# Your task
Retype the data that follows, keeping every character the same.

# Provided material
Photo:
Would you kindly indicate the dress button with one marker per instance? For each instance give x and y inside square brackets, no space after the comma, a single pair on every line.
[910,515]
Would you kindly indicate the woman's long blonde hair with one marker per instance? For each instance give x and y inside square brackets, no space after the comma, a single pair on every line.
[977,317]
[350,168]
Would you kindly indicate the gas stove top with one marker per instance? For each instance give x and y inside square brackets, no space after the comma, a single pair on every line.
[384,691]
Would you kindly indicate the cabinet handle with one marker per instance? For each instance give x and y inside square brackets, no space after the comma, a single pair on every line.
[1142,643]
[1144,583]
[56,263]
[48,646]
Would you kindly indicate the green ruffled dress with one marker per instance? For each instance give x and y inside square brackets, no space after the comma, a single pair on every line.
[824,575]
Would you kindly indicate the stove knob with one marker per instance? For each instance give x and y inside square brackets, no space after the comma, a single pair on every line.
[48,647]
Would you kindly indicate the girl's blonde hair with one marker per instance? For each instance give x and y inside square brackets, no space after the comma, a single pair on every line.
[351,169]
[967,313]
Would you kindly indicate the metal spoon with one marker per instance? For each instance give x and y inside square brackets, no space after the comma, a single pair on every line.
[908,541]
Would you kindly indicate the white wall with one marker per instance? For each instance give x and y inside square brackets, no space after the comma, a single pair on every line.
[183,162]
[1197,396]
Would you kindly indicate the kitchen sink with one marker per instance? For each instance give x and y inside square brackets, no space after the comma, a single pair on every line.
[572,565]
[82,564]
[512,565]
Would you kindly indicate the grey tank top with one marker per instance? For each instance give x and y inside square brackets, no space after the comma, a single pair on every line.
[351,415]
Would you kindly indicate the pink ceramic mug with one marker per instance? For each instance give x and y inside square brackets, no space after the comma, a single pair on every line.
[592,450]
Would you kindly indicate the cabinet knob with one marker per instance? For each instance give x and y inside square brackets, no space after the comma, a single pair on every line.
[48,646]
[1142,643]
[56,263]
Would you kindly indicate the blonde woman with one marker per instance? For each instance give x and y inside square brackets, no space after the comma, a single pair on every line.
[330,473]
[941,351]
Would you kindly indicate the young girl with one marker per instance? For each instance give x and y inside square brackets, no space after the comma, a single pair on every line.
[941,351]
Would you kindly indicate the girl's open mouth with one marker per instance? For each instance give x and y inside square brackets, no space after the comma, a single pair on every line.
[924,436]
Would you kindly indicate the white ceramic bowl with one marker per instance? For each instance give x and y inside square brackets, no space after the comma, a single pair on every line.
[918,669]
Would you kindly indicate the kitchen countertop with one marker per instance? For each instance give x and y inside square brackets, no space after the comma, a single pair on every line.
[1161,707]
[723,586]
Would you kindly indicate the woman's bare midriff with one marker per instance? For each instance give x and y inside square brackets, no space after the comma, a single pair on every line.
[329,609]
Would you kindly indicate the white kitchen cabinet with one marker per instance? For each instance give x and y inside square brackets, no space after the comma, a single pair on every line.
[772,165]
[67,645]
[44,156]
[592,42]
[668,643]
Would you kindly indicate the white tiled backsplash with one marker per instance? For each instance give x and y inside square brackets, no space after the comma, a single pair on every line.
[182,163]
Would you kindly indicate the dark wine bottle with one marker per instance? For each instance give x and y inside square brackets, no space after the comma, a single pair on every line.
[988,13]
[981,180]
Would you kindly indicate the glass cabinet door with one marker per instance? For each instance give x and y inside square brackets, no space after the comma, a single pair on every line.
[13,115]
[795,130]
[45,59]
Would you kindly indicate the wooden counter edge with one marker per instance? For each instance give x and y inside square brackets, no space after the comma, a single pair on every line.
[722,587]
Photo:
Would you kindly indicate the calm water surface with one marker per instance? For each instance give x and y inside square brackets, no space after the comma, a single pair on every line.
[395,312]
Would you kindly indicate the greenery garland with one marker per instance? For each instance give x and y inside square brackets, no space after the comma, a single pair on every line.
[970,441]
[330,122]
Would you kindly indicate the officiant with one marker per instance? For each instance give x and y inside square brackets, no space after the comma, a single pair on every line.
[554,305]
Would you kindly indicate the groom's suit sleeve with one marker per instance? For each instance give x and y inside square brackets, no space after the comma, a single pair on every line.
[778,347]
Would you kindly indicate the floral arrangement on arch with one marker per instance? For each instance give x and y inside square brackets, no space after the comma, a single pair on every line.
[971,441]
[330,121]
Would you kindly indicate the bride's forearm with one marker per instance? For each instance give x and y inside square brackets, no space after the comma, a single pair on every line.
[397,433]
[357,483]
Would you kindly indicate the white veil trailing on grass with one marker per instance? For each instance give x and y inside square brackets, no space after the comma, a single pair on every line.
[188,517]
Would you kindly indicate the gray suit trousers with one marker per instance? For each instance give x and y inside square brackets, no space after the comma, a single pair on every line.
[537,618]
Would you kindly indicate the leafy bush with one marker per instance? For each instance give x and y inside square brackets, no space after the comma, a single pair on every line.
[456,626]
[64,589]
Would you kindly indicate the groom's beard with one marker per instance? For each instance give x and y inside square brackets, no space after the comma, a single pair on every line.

# Reply
Photo:
Would you kindly indicate the dress button with one marker per instance? For each instance give x and y inside square brackets, no space after the comma, a single pair on every line.
[910,515]
Would you kindly indicate the woman's long blonde hair with one marker per instance? For each instance give x and y inside square brackets, no space after the comma, a single pair on every line.
[977,317]
[350,168]
Would you kindly indicate the gas stove top with one marker per instance? For each instance give x and y inside square brackets, no space after the comma, a single pair on every line.
[384,691]
Would you kindly indicate the cabinet handle with one marker per instance? For each instance give x and y inside square brackets, no space after the comma, a single pair on every line.
[1142,643]
[1144,583]
[56,263]
[48,646]
Would you kindly indicate the green ruffled dress with one marker per instance? For each instance give x and y inside square brackets, no space after the comma, a single pair on every line.
[824,575]
Would you kindly indicate the stove knob with one marker per instance? For each instance give x and y inside square brackets, no space after the comma, a single pair on every line.
[48,647]
Would you kindly indicate the girl's blonde hair with one marker per instance? For each instance give x and y inside square brackets, no space after the comma, a single pair on every line.
[351,169]
[967,313]
Would you kindly indicate the metal spoon with one marker per instance? For each instance give x and y inside square brackets, no space after the comma, a single pair on every line.
[908,541]
Would you kindly indicate the white wall with one marker per instance? For each instance give x and y inside square brackets, no space after the comma, a single pair on every line.
[183,162]
[1197,396]
Would you kindly indicate the kitchen sink with one marker per instance? For each instance give x and y inside square brackets, no space after the comma, a single pair on every line.
[572,565]
[82,564]
[512,565]
Would you kindly indicate the grey tank top with one marker per instance? For each instance give x and y inside square brackets, no space after the comma, a single pair on every line.
[351,415]
Would you kindly indicate the pink ceramic mug with one marker per instance? For each instance give x and y inside square brackets, no space after the comma, a single pair on every line.
[592,450]
Would you kindly indicate the cabinet knob with one marker per instance? For each instance give x and y inside square brackets, no space after the comma, a single pair on every line.
[48,646]
[1142,643]
[56,263]
Would you kindly indicate the blonde woman with one marker per instance? For each instance give x and y inside square brackets, no space after the comma, a single pair on every line.
[330,473]
[941,351]
Would you kindly indicate the young girl with one marker per instance? For each instance give x and y inside square brackets, no space after the comma, a single pair on every line.
[941,351]
Would you kindly indicate the girl's open mouth with one marker per instance? For each instance give x and y inside square brackets, no space after the comma, a single pair on every line.
[924,436]
Would you kindly indicate the white ceramic bowl with one marker per instance? For each instance give x and y inside square brackets, no space after the comma, a single pair on every line.
[918,669]
Would you kindly indicate the kitchen countertop with one marker per instance? For each instance give x and y inside square brackets, no space after the comma, a single pair on every line.
[1161,707]
[723,586]
Would you kindly indicate the woman's bare midriff with one marker per instance? For each instance give x and y inside square brackets, no space after the comma, a single pair on every line.
[329,609]
Would you kindly indicate the white kitchen cabinet with one marker per instance? For each instance give x and y inside square brackets, no space after the comma, a single pair on every line.
[772,165]
[67,645]
[44,156]
[592,42]
[668,643]
Would you kindly indicate the white tiled backsplash with one marker per instance? For each instance give x and y inside square brackets, no space after the comma, a single pair on every line.
[182,163]
Would you kindly indicate the dark wine bottle with one marker per instance? For each instance give x and y inside square brackets, no space after the comma, a single pair on every line.
[988,13]
[981,180]
Would you kindly indicate the glass cabinet door with one marker per instance? For each instance give x and y inside square brackets, no space after the comma, a single pair on every line.
[13,115]
[795,130]
[45,59]
Would you kindly indicate the wooden counter edge with one marker per instance? For each instance give x and y inside square brackets, no space after the comma, a single pair on every line.
[722,587]
Photo:
Would you kindly indicate the calm water surface with one marker per instance? For each instance give x and y inside square brackets, no space after the comma, a single pair on every line.
[395,312]
Would you kindly indicate the greenery garland with one marker per instance? For each instance give x and y inside square brackets, no space after the comma, a single pair on every line.
[970,441]
[330,122]
Would you kindly indicate the officiant with one marker per instance? For each instance give x and y inside square brackets, no space after the comma, a single pair on every line.
[554,305]
Would you kindly indicate the groom's suit sleeve with one marker per instance? For each instance give x and y inside square brackets, no space after the comma, a single pair on every line.
[778,347]
Would you kindly indicate the floral arrangement on arch with one marker per instance? For each instance give x and y inside square brackets, no space after the comma, a single pair on every line.
[971,441]
[330,121]
Would you kindly indicate the bride's forearm with one marker per instance? For each instance give x and y inside square brackets, no space after the comma, a single pair on every line.
[397,433]
[357,483]
Would you kindly indicate the white veil trailing on grass with one marker per instance? For each instance give x and y inside square brackets, no space after the comma, a single pair on every line.
[188,517]
Would you kindly indicate the gray suit trousers with one marker per instance? For each instance give x and y inside square brackets, no space after the comma, a single pair on every line.
[537,618]
Would you kindly indicate the leafy bush with one marker per instance? For each instance give x and y inside square brackets, no space after the comma, a single pair on every line.
[456,626]
[64,589]
Would you kindly indicate the groom's beard with one marker per instance? For each instance give x and y inside square brackets, no space after the comma, a single pair on every line.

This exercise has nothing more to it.